BEGIN SELECTED PASSAGE
The initialization routine is the same with 24h clock, except there is some more registers to initialize. Day and month registers gets initial value of 1 and century = 20 and year = 0. the initial date is 1st January 2000.

4.4 Program flow

Calendar function program flow

5. Source code

DISCLAIMER:

THE FOLLOWING SOURCE CODES ARE PROVIDED AS IS WITHOUT ANY WARANTY.

5.1 Clock


	;;-------------------------------------------------
	;; Interrupt driven real time clock for PIC16F84
	;; Clock crystal 2.4576 MHz
	;;
	;; Author: Jaakko Ala-Paavola, 7 Jan. 2000
	;; http://www.iki.fi/jap jap@iki.fi
	;; ------------------------------------------------
	
	include "p16c84.inc"

	;; registers
msec	equ	0x0c		; tens of milliseconds
sec	equ	0x0d		; seconds
min	equ	0x0e		; minutes
hour	equ	0x0f		; hours
timef	equ	0x10		; register for time flags
save	equ	0x11		; save for ACCU

	;; constants
msf	equ	0x00		; millisecond flag
sf	equ	0x01		; second flag
mf	equ	0x02		; minute flag
hf	equ	0x03		; hour flag
df	equ	0x04		; day flag

MSD	equ	0x4b		; crystal divider (75)
PSD	equ	0x05		; millisecond divider
		 
	org	0
	goto	_main

        org	0x04		; void interrupt(void)
_interrupt                      ; {
	movwf	save		;   save(ACCU);
	bcf	INTCON,T0IF	;   INTCON,T0IF = 0;
	incf	msec,F		;   msec++;
	bsf	timef,msf	;   msf = 1;
	movf	msec,W		;   ACCU = msec;
	sublw	XD		;   if ((ACCU-XD) != 0)
	btfss	STATUS,Z	;     return;
	retfie			;   else {
	clrf	msec		;     msec = 0;
	bsf	timef,sf	;     msf = 1;
	incf	sec,F		;     sec++;
	movf	sec,W		;     ACCU = sec;
	sublw	0x3c		;     if ((ACCU-60) != 0)
END SELECTED PASSAGE
BEGIN ENTRIES SHOWN
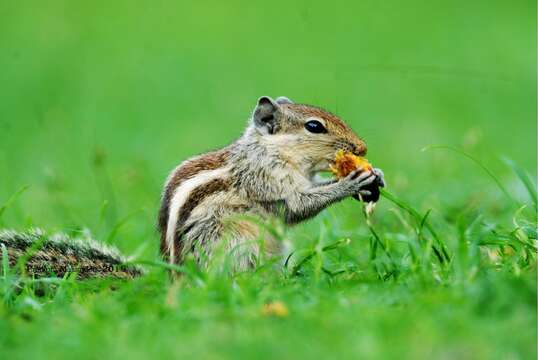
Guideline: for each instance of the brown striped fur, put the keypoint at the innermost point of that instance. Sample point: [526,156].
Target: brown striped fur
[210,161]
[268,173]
END ENTRIES SHOWN
BEGIN ENTRIES SHOWN
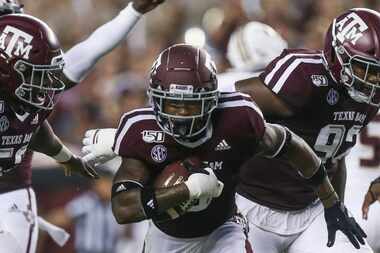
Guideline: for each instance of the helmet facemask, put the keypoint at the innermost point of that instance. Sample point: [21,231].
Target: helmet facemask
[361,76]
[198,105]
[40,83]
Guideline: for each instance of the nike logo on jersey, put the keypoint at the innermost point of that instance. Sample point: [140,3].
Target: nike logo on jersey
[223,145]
END ENTRIES SHOWN
BEGIN ENTRIES SHOWN
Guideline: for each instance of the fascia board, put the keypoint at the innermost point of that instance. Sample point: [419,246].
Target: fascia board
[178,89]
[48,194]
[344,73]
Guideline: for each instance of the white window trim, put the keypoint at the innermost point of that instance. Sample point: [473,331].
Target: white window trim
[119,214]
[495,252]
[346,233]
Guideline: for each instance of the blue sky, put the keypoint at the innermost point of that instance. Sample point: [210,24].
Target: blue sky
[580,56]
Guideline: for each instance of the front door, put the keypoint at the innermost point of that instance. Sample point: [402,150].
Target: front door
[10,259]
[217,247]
END ENTRIES SHOWN
GOAL 1 - In the PIC clock excerpt, shorten the paragraph that begins "The initialization routine is the same" and keep its main facts.
GOAL 2 - Please sum up the PIC clock excerpt in two sentences.
GOAL 3 - Give a continuation of the PIC clock excerpt, picking up right after its final line of code.

EXPECTED ANSWER 1 - Initialization works as it does for the 24h clock but sets more registers: day and month start at 1, century at 20 and year at 0. This gives a starting date of January 1, 2000.

EXPECTED ANSWER 2 - The calendar's initialization matches the 24h clock's but also sets day and month to 1, century to 20 and year to 0, so the starting date is January 1, 2000. The source code, which comes without warranty, is an interrupt-driven real time clock for the PIC16F84 with a 2.4576 MHz crystal that keeps tens of milliseconds, seconds, minutes and hours in registers.

EXPECTED ANSWER 3 -
	btfss	STATUS,Z	;	return;
	retfie			;     else {
	clrf	sec		;	sec = 0;
	bsf	timef,minf	;	sf = 1;
	incf	min,F		;	min++;
	movf	min,W		;	ACCU = min;
	sublw	0x3c		;       if ((ACCU-60) != 0)
	btfss	STATUS,Z	;	  return;
	retfie			;       else {
	clrf	min		;	  min = 0;
	bsf	timef,hf	;         hf = 1;
	incf	hour,F		;	  hour++;
	movf	hour,W		;	  ACCU = hour;
	sublw	0x18		;         if ((ACCU-24) != 0)
	btfss	STATUS,Z	;	    return;
	retfie			;         else {
	clrf	hour		;          hour = 0;
	bsf	timef,df	;          df = 1;
	movf	save,W		;   }}}} restore(ACCU);
	retfie			; }

_initialize
	bsf	STATUS,RP0	; bank 1
	movlw	0x7d		; RBPU=off, INTEDG=off, T0CS=osc, PSA=TMR0
	addlw	PSD		; PSD = b'101' [64]
	movwf	OPTIO		; 
	bcf	STATUS,RP0	; bank 0
	movlw	0xa0		; enable TMR0 interrupt
	movwf	INTCON		; 
	clrf	msec		; msec = 0;
	clrf	sec		; sec = 0;
	clrf	min		; min = 0;
	clrf	hour		; hour = 0;
	clrf	timef		; all flags off;
		
	;; ADD YOUR OWN INITIALIZATIONS HERE!
	
	return
	
_main
	call	_init		; initialize();

	;; ADD YOUR OWN PROGRAM CODE HERE !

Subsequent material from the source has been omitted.